> **REQUEST**: Pull out each line from the rows below that contains the string "swimming".

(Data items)
········

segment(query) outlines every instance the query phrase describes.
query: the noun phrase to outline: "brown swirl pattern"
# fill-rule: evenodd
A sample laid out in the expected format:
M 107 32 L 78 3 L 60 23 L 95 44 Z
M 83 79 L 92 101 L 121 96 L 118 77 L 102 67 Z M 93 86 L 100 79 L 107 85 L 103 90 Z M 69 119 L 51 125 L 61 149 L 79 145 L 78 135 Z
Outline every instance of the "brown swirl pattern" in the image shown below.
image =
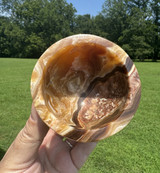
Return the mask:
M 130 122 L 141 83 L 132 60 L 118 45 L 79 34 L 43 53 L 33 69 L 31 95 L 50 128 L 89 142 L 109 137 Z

········

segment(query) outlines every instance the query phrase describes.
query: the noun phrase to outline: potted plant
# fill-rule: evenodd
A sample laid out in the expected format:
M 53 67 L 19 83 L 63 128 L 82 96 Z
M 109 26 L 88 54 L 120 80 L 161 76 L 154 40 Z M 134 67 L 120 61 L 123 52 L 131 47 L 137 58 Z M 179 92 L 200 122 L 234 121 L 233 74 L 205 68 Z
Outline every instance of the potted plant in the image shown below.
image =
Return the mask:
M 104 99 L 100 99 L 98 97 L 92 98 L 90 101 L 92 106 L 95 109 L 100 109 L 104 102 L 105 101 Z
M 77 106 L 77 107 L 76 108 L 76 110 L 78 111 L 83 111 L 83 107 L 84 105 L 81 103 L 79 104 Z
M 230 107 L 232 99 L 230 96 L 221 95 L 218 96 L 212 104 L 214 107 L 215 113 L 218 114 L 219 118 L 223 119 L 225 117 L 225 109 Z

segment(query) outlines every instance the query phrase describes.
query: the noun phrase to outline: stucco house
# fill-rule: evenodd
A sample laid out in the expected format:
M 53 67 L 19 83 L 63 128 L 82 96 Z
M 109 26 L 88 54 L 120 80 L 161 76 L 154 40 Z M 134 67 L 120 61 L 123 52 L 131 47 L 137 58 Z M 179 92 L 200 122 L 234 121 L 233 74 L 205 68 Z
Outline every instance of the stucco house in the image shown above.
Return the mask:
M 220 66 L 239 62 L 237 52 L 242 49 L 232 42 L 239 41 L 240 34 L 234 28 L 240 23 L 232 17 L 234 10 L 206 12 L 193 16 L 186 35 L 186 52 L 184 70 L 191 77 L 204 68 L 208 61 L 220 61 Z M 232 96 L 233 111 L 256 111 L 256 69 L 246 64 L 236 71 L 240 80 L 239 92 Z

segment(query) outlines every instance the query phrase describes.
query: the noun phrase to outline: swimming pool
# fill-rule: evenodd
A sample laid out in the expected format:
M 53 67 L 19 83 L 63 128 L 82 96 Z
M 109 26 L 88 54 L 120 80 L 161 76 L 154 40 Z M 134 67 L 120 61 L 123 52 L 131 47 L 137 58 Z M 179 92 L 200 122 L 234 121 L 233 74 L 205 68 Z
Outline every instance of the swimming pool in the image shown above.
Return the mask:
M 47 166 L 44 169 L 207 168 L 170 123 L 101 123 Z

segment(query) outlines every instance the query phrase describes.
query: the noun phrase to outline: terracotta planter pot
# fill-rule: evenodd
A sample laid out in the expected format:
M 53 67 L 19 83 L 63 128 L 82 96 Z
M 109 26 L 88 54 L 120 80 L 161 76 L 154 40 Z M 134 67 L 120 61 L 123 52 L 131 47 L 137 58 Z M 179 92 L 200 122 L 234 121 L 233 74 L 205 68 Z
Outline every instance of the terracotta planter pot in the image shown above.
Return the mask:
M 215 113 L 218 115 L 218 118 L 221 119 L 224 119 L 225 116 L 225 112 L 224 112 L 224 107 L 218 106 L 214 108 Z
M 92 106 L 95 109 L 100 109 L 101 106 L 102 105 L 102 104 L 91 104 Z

········

> **RESPONSE**:
query: the noun phrase to outline: swimming pool
Outline every instance of the swimming pool in the image shown above.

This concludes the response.